__WHAT NEEDS TO BE DONE__:
Your task is to write out exactly the lines from the line containing "Exercise. Annotate the coarse" through the end of the records, inclusive at both ends.

--- Begin SUPPLIED RECORDS ---

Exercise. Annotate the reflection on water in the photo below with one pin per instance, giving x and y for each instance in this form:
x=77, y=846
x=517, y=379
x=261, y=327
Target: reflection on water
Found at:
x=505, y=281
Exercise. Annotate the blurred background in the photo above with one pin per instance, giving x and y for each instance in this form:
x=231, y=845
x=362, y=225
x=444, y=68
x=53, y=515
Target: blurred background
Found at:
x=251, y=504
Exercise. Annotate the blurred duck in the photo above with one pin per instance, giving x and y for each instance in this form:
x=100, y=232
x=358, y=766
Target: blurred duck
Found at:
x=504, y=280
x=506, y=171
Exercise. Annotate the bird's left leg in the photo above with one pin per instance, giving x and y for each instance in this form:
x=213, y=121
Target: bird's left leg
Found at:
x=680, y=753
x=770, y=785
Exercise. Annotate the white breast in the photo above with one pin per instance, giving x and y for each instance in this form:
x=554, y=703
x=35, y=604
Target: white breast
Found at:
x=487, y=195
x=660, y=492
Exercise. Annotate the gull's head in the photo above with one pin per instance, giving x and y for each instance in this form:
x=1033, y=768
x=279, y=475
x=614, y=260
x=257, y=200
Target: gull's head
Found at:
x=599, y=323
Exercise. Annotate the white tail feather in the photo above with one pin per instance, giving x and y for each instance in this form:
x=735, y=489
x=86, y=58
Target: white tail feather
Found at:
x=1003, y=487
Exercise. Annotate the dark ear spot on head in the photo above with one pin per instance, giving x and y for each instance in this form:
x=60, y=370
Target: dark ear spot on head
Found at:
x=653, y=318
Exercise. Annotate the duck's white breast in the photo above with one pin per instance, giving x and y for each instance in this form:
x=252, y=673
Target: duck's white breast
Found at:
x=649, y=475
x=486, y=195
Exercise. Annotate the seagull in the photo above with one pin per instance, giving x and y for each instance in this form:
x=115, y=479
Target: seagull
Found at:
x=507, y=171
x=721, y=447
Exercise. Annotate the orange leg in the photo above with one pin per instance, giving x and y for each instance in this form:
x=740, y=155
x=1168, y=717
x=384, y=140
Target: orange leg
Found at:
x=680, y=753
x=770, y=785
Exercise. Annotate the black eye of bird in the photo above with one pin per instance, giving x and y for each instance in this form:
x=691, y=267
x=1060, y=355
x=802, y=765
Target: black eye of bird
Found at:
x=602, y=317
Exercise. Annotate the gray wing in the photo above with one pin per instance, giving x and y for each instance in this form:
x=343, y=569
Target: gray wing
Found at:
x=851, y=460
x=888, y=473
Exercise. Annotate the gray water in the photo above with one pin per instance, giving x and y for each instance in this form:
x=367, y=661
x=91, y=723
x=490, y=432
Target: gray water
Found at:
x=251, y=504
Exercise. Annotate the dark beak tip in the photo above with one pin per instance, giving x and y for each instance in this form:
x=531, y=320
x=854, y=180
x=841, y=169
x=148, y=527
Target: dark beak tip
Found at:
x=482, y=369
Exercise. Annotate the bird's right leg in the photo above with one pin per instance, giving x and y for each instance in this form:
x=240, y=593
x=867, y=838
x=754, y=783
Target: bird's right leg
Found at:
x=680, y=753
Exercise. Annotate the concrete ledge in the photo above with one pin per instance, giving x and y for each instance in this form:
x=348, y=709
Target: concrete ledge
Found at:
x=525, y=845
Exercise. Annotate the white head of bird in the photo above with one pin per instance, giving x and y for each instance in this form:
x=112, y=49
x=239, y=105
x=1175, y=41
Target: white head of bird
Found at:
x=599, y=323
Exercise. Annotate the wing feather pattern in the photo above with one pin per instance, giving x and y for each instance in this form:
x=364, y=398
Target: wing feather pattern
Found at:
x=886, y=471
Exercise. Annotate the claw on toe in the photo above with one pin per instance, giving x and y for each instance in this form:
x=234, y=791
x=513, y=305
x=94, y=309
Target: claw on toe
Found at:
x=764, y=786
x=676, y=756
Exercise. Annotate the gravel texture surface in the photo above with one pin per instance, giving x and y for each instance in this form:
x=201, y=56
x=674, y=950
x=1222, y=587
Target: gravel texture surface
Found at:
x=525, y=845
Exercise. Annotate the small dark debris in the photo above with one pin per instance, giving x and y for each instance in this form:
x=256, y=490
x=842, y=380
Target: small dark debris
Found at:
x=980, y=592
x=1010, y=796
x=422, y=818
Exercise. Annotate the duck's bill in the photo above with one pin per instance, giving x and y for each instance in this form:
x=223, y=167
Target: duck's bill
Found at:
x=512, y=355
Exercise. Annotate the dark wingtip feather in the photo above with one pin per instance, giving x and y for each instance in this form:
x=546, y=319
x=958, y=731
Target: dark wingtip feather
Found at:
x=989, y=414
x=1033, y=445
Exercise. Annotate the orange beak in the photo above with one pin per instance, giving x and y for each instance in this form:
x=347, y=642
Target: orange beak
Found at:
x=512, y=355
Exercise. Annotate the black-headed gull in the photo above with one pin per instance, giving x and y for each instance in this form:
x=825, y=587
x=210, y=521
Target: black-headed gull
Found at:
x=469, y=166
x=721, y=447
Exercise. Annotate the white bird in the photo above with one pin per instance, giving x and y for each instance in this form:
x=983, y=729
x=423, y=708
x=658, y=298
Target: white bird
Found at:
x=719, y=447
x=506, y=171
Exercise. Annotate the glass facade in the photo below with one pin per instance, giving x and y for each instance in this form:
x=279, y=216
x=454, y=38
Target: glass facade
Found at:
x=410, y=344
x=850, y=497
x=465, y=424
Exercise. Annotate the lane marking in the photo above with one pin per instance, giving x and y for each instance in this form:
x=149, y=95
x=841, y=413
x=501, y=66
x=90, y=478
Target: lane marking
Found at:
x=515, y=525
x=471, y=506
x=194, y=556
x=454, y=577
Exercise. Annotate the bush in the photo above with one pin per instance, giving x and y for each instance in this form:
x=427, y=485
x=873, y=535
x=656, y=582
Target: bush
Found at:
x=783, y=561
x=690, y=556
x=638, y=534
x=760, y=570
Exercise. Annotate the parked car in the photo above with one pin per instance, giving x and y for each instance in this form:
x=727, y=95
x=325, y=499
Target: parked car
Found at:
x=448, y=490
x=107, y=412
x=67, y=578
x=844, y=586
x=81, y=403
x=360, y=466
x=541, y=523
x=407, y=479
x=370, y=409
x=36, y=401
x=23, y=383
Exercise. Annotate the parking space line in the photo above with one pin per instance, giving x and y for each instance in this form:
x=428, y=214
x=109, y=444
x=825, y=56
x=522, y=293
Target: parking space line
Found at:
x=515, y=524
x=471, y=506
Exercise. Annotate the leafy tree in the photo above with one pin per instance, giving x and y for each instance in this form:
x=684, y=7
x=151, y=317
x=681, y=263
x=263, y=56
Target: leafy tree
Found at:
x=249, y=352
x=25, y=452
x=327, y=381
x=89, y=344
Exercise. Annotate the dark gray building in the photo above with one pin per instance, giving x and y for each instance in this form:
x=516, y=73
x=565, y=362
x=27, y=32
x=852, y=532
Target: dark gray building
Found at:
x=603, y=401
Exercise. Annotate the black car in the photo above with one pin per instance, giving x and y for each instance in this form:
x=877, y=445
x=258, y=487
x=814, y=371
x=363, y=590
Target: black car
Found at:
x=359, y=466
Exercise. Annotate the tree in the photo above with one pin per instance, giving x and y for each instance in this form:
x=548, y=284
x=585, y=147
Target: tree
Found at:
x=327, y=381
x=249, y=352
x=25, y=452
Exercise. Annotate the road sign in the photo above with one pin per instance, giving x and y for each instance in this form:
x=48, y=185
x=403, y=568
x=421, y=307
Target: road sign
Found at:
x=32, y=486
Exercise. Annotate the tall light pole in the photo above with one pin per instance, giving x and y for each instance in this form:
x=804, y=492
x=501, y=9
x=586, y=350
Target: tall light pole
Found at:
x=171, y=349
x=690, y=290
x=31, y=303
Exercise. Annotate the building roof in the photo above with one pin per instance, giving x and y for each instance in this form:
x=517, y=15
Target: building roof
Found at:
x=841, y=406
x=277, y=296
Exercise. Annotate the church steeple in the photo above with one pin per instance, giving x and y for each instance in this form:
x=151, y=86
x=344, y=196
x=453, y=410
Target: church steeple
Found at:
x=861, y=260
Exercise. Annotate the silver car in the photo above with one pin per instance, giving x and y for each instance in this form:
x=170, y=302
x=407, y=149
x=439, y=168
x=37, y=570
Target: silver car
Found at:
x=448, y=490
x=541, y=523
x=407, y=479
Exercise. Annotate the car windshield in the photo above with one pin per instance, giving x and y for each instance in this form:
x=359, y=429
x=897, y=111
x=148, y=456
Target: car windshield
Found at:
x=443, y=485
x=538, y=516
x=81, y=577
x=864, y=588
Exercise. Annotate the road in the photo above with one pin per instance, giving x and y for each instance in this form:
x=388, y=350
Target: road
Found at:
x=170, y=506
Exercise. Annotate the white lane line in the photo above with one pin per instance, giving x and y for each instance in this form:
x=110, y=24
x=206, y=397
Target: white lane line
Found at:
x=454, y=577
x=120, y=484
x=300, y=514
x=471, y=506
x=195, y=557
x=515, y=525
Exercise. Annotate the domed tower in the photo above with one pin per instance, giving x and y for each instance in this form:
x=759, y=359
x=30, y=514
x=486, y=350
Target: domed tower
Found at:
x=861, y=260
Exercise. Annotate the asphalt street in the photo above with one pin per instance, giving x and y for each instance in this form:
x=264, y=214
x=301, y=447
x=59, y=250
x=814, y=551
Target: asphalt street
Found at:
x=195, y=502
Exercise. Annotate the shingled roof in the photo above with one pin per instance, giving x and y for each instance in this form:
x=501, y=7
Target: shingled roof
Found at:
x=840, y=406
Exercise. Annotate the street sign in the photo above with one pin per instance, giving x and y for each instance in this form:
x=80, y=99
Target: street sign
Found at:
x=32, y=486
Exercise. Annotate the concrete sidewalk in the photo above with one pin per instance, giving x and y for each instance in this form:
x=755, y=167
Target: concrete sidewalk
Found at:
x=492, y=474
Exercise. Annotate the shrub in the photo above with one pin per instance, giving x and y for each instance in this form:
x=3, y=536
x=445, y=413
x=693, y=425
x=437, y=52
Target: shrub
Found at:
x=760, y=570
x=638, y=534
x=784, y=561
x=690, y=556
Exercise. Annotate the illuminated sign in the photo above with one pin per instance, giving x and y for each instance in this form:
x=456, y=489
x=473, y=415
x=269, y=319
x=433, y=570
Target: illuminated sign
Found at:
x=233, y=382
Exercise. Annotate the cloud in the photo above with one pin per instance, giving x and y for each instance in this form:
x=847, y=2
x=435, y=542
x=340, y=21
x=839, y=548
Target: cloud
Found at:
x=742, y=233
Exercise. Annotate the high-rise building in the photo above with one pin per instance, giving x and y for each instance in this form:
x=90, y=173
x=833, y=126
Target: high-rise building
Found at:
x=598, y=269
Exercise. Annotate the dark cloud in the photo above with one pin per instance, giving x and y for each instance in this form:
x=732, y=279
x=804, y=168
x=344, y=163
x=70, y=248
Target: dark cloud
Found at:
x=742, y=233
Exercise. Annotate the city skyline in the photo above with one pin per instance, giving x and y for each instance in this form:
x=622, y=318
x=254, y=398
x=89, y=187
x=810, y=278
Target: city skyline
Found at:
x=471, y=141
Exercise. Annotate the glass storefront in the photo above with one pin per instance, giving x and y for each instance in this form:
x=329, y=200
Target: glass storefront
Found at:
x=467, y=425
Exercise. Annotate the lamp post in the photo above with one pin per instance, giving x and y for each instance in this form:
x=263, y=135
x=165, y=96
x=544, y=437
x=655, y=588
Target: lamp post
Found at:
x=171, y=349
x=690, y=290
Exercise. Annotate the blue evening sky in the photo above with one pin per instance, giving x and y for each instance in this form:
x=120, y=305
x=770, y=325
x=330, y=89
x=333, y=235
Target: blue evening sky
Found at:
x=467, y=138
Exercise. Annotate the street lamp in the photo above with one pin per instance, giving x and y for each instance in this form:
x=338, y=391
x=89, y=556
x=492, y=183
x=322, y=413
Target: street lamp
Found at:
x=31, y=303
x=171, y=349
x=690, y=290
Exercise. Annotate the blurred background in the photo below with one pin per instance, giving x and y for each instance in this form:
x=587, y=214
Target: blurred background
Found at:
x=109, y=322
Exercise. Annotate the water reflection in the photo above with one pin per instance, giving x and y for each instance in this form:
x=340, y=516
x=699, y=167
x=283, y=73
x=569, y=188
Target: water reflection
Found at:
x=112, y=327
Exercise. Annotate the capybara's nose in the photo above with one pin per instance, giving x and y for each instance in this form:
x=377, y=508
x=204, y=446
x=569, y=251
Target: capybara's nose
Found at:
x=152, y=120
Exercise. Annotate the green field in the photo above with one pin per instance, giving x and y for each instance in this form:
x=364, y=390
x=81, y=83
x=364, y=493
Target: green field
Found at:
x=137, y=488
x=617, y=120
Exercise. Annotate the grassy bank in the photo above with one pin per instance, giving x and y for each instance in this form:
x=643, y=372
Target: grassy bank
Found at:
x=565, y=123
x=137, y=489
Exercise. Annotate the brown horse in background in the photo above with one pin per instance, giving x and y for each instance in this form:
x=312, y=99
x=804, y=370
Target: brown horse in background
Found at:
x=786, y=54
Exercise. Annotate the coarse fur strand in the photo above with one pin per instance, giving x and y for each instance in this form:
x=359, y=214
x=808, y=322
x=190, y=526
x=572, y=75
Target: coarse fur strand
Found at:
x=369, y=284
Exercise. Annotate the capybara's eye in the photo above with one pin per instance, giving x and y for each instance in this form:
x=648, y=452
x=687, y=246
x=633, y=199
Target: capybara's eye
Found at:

--- End SUPPLIED RECORDS ---

__SOLUTION TO THIS EXERCISE__:
Exercise. Annotate the coarse fur strand in the photo above with one pin per instance, giving x and y for each instance in this form:
x=359, y=214
x=808, y=322
x=190, y=526
x=572, y=75
Target: coarse fur strand
Found at:
x=369, y=284
Exercise. Annotate the capybara's eye in the photo above with one pin per instance, giving x and y for each instance in this form:
x=648, y=452
x=687, y=246
x=633, y=199
Target: capybara's eye
Found at:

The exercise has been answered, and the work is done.